■ **DOCUMENT SEGMENT**

With each book, I did actual (unpaid) catering so I could see the issues and obstacles that accompany food service. Although I could not cook when my husband and I got married many moons ago, I learned on the job. (This was so many moons ago that it was the era when men rarely ventured into the kitchen.) Catering is very different from home cooking; it's like going from having a small vegetable garden to managing a thousand-acre ranch.
In the midst of doing all the cooking to develop recipes for the books, I realized we had to have our kitchen remodeled and enlarged. We had heard lots of contractor horror stories from friends and relatives, but we thought we were immune. Alas, it was not to be. When a job that was supposed to take three months took twelve, I killed off a contractor in one of the books. The murderer hits the contractor over the head with a two-by-four, shoots him through the head with a nail gun, and then hangs him from the rafters. (P.S.: Our contractor thought this was hilarious.)

■ **ACTIVITIES**
**a)** In the passage about catering and the kitchen remodel, how long did the job that was supposed to take three months actually take?
**b)** Pick up the account of catering and the kitchen remodel after its last sentence and keep it going.

■ **INFORMATION GIVEN**

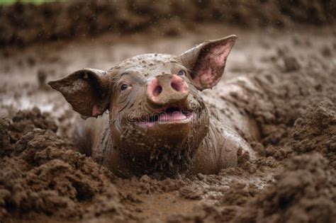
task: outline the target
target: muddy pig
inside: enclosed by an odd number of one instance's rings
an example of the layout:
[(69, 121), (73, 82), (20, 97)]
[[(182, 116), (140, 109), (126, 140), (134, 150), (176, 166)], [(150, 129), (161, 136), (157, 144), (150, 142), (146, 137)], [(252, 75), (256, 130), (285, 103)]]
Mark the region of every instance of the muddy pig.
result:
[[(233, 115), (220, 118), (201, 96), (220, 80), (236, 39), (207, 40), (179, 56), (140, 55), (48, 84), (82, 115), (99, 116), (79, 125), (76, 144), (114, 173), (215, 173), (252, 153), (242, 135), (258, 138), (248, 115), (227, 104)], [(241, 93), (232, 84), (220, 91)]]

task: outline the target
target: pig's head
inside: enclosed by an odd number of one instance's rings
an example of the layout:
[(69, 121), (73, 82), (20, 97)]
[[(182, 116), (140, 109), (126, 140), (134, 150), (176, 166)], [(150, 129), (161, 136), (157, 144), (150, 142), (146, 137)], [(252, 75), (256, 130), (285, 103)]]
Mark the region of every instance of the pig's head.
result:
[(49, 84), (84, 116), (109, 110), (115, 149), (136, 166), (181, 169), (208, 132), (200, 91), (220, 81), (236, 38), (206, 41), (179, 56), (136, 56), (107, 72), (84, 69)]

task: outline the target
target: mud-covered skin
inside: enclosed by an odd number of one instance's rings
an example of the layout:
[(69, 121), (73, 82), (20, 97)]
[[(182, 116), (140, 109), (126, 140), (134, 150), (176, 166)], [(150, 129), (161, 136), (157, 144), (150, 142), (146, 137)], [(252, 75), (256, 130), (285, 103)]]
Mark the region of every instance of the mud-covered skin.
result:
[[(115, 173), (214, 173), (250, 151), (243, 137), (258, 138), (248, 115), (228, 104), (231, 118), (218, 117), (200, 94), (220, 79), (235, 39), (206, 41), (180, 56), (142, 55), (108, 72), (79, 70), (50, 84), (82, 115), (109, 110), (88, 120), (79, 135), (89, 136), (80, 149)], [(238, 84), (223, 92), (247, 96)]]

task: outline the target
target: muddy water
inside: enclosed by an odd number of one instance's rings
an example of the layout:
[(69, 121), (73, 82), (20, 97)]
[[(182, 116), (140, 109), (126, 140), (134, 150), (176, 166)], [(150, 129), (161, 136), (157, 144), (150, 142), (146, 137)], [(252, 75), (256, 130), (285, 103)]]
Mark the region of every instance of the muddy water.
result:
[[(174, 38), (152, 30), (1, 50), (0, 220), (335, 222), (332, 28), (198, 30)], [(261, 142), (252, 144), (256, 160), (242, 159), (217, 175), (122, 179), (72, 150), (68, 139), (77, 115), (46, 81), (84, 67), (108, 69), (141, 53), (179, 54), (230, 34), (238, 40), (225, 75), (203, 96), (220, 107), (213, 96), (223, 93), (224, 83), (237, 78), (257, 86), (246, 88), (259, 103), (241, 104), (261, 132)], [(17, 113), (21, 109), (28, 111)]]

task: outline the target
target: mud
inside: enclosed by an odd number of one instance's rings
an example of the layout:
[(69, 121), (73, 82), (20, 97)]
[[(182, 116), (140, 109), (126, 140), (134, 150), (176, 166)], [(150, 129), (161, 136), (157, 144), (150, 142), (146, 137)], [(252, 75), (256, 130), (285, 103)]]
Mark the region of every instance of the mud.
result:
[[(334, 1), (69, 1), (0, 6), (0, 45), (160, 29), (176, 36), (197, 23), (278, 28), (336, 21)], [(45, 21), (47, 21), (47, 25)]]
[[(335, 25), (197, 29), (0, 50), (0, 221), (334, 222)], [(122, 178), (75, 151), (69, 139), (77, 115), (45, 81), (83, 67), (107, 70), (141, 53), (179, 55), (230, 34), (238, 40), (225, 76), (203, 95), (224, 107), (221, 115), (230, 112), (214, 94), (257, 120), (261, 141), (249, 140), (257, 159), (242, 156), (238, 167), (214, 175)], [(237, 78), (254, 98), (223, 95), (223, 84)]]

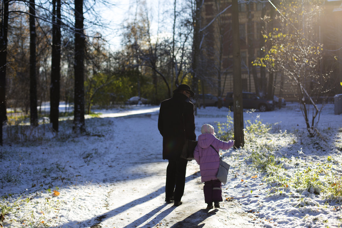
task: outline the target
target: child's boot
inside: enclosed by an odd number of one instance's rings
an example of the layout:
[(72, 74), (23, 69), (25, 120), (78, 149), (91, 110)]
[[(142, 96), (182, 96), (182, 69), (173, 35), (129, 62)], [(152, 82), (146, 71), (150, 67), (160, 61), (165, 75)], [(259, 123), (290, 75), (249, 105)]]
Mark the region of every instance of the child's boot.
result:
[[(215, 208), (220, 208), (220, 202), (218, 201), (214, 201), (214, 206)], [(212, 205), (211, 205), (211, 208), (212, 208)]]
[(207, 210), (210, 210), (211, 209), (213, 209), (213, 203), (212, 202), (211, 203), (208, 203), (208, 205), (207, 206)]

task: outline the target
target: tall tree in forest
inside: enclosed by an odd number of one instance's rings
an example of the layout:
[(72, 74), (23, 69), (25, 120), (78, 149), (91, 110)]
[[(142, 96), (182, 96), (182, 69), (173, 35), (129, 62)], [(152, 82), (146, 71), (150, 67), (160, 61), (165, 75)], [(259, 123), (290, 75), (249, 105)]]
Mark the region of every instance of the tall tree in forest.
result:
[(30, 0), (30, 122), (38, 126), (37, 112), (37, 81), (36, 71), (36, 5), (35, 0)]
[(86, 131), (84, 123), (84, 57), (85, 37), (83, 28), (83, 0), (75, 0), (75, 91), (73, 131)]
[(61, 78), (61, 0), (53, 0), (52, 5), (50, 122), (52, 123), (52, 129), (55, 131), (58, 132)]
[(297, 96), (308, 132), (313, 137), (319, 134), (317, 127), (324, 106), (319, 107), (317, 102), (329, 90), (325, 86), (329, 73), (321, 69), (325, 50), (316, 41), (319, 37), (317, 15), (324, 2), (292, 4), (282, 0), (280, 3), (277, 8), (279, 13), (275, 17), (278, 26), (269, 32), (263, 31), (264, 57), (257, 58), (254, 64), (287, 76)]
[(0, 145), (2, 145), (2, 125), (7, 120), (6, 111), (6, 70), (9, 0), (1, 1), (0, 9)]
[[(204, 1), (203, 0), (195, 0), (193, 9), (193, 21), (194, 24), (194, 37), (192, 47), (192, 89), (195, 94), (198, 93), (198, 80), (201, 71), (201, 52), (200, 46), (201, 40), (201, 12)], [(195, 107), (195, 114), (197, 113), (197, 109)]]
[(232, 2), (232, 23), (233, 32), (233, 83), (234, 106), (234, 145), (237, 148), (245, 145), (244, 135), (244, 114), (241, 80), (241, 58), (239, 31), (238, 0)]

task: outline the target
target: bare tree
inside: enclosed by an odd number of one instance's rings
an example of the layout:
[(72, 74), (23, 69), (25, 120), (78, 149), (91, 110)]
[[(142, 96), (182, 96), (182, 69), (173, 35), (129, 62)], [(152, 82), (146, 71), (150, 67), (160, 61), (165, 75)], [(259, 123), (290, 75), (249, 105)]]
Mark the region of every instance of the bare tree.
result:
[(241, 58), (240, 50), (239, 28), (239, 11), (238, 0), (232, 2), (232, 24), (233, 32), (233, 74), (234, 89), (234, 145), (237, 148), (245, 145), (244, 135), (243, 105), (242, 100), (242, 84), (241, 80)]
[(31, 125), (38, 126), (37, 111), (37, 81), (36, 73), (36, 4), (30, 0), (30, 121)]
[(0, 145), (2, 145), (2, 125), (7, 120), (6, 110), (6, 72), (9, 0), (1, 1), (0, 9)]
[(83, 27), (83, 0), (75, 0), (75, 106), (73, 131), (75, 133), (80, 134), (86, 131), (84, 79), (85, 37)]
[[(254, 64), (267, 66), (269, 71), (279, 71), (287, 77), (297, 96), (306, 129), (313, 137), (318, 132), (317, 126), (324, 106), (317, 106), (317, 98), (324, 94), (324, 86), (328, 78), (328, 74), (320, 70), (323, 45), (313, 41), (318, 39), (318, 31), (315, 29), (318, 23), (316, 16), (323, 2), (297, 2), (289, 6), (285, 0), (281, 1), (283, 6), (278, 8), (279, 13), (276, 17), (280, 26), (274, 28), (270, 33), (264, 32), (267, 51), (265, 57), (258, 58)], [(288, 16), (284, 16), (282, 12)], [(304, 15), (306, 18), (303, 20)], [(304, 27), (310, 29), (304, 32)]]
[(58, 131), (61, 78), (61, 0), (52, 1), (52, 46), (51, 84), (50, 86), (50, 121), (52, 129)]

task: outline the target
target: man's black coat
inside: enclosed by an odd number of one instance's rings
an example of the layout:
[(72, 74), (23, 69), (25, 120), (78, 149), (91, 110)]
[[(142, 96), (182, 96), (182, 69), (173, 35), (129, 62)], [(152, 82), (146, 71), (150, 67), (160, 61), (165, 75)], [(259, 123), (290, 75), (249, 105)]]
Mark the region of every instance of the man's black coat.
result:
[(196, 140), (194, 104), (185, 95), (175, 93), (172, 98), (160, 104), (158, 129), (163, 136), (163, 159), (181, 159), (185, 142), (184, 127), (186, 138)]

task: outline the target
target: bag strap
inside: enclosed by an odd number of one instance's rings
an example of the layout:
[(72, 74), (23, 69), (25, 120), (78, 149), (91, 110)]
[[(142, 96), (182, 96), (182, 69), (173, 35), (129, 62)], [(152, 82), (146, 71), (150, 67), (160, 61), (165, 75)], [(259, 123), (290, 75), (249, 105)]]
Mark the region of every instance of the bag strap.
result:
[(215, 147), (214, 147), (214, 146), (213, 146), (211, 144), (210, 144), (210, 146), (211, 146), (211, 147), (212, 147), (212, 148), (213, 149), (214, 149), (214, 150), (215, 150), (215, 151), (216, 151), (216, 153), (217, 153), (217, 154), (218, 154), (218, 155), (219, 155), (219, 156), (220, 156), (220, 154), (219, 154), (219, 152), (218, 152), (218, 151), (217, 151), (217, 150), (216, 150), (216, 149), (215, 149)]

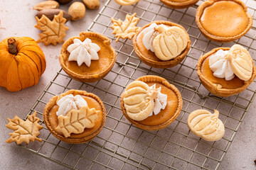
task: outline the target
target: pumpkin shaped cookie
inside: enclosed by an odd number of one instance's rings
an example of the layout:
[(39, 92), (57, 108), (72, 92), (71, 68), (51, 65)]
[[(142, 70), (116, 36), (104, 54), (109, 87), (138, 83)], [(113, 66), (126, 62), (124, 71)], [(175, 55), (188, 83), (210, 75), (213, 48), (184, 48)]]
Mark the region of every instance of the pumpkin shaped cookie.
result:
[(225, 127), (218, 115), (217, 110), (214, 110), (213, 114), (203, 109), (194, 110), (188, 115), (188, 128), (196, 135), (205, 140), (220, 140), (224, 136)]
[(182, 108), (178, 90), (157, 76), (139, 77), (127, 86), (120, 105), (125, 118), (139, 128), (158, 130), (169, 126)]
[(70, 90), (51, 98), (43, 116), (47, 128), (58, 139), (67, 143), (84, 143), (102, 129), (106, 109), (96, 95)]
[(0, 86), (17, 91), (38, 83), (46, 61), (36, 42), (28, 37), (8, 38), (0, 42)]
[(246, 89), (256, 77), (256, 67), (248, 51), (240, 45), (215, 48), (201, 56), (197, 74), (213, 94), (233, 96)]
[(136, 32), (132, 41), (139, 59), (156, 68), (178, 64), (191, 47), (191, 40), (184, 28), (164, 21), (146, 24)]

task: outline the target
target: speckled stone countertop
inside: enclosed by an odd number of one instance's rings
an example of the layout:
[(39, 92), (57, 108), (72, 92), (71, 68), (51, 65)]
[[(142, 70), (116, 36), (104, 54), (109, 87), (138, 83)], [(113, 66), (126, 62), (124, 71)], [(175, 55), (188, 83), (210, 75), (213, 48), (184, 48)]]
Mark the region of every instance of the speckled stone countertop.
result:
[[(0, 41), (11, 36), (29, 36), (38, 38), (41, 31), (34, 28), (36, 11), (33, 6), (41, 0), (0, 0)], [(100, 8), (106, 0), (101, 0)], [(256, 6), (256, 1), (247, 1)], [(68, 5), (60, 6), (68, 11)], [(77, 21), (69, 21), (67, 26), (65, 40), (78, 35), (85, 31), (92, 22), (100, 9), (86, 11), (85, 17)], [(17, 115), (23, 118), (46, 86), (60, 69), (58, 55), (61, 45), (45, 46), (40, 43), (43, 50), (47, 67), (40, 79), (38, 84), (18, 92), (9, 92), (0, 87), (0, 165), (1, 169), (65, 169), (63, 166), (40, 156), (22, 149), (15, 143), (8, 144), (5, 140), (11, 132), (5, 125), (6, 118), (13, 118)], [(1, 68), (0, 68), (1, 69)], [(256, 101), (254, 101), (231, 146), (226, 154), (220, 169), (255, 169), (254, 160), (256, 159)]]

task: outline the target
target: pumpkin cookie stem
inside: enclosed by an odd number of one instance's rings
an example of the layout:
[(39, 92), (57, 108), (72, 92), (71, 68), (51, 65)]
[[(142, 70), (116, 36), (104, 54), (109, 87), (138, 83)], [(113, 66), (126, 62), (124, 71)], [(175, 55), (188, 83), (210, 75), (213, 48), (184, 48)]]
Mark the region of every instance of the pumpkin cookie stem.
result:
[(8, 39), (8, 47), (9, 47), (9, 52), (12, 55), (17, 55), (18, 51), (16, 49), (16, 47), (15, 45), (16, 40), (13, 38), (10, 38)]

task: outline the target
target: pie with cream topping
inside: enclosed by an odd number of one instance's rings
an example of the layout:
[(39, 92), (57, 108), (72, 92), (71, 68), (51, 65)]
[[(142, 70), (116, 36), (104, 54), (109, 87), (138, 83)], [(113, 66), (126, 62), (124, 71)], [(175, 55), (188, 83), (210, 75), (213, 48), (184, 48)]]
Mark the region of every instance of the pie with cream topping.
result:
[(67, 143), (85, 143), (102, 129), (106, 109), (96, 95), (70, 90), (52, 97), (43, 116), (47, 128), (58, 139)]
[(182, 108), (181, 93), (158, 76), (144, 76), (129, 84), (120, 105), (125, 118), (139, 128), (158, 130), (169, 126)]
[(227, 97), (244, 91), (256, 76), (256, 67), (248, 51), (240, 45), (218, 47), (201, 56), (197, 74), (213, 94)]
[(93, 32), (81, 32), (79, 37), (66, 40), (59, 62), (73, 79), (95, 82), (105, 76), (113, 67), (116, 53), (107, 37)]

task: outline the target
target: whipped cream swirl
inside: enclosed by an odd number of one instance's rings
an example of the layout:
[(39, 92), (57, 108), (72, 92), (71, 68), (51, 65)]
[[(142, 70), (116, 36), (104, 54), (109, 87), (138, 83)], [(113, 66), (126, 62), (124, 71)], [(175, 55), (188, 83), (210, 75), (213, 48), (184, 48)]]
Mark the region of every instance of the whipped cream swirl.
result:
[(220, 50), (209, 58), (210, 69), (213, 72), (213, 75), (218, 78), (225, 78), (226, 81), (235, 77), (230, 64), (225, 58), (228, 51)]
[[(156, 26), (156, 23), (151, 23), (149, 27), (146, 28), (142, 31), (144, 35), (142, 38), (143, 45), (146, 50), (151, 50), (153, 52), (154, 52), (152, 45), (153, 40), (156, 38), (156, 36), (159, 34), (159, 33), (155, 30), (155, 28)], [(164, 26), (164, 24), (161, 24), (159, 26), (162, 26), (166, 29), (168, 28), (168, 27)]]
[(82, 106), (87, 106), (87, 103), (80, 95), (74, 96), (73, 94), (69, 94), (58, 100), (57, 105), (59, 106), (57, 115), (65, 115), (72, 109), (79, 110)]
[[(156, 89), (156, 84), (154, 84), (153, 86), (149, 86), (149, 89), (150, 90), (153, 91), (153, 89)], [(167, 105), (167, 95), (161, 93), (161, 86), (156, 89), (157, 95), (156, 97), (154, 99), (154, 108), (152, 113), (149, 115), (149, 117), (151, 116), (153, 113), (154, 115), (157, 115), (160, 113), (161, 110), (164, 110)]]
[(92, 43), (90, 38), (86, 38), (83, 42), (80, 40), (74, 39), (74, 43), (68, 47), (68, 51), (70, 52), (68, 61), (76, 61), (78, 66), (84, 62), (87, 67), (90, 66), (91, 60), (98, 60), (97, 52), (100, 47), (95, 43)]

■ **RESPONSES PER TASK**
**a)** Twelve months.

**b)**
Any mystery writer needs to learn the police procedure for his or her area, and my own county sheriff's department has been extraordinarily generous in this regard. In The Whole Enchilada, while trying to figure out why one of her long-ago friends has been murdered, Goldy does not have access to fingerprinting or DNA analysis. But she has lived in her small mountain town of Aspen Meadow, Colorado, for a long time. She can use her connections, and look at the relationships between people, to try to see what, exactly, might be going on.
Mystery readers -- in fact, I hope all readers -- enjoy puzzles, and that is what I try to construct. The best comment from readers, finally, also comes from the food world: "I just devoured your book." What writer could ask for more?